» Exercise objective
The task here is to set down every line of the listing exactly.
== Segment start ==
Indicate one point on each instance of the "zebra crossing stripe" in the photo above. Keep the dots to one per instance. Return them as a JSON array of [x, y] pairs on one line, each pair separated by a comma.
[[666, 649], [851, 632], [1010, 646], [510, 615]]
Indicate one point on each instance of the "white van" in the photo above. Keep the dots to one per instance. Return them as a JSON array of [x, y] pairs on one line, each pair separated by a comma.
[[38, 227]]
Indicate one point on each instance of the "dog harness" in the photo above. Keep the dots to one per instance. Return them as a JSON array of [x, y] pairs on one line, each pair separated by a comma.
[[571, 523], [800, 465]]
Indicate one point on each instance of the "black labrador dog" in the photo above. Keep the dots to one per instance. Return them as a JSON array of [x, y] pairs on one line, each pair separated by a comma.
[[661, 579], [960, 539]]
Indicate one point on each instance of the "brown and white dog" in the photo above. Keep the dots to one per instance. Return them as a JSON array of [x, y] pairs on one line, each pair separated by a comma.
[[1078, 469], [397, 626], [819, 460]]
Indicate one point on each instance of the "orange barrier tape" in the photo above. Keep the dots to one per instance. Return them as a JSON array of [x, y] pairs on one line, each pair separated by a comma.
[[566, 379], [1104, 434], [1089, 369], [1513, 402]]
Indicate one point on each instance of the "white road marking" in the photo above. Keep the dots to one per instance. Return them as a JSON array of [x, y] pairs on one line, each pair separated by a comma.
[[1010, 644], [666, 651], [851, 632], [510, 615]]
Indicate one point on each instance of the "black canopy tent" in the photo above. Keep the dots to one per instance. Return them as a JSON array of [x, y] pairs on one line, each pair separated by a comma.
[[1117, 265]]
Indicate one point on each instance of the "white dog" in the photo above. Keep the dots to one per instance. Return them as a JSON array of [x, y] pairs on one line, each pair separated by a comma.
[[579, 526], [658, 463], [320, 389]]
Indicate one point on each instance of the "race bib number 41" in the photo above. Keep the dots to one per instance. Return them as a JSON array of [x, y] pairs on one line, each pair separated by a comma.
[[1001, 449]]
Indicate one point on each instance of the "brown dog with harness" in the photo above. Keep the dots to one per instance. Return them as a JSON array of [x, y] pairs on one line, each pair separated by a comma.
== Segment end ==
» Solution for this task
Indicate one point on each instance of the "zebra crossing stripe" in the photo above. Keep the dots to one per instance. Return them as a JSON array of [x, y] pairs on one line, each pair separated by a comma.
[[666, 649], [851, 632], [1010, 646], [510, 615]]
Indicate one point on each instance of the "white van" in the photo above. Keep the dots to one per instance. Return them as a JSON array of [x, y] pairs on one line, each pair separated by a comma.
[[38, 227]]
Indicate one point on each instance of the "dog harness" in the photo above. Keep the dots to one per instance. Return them as a JSON array of [x, y] pairs on one line, each pair separated by a comma.
[[571, 523], [800, 465]]
Indicate one point on each instance of the "black labrador dog" in the photo above. Keep the dots to one per instance. Return them as a JSON array of [x, y] pairs on one line, each pair separated by a comma.
[[661, 579], [960, 539]]
Indicate one point on each instance of the "brown and white dog" in the photo above. Keep the dots to one per instance. Return them as a JSON array of [x, y] pairs on one line, each pair separated by a comma.
[[1078, 469], [397, 626], [819, 460]]
Indicate one point on each instance of the "orange barrier tape" in the photo above. Keep the dots to one per instance. Return them as a JSON array of [x, y] pairs on one line, each pair separated by a comma.
[[566, 379], [1104, 434], [1089, 369], [1513, 402]]
Indicate one point on each instance of the "white road marking" in the photo above. Keep the dots to one per instance. Return them as a JSON array of [x, y] pairs on one line, each pair separated by a comma.
[[1010, 644], [666, 651], [851, 632], [510, 615]]
Indicate one point on each instance of the "black canopy tent" in the photo above. Keep the dots to one per instance. Return them as a JSON array of [x, y] pairs on one line, each pair separated by a comma.
[[1117, 265]]
Indicate one point on each instance of the "white dog" in the photo above. Keep the dots to one per instance. Return them as a JSON array of [x, y] pairs on one line, each pair separated by a comma.
[[579, 526], [658, 463], [320, 389]]
Indicate one point on each instance of the "race bib number 41" in the photo above. Keep the dots to one per instance. Return them as a JSON array of [x, y] pairs on one line, each pair separated by a comma.
[[1001, 449]]
Indicate one point on each instance of the "brown dog with harness" in the photo above. Keep the dots to one per instance. Return them as a JSON array of [x, y] pairs on one line, each pair separated by a comma.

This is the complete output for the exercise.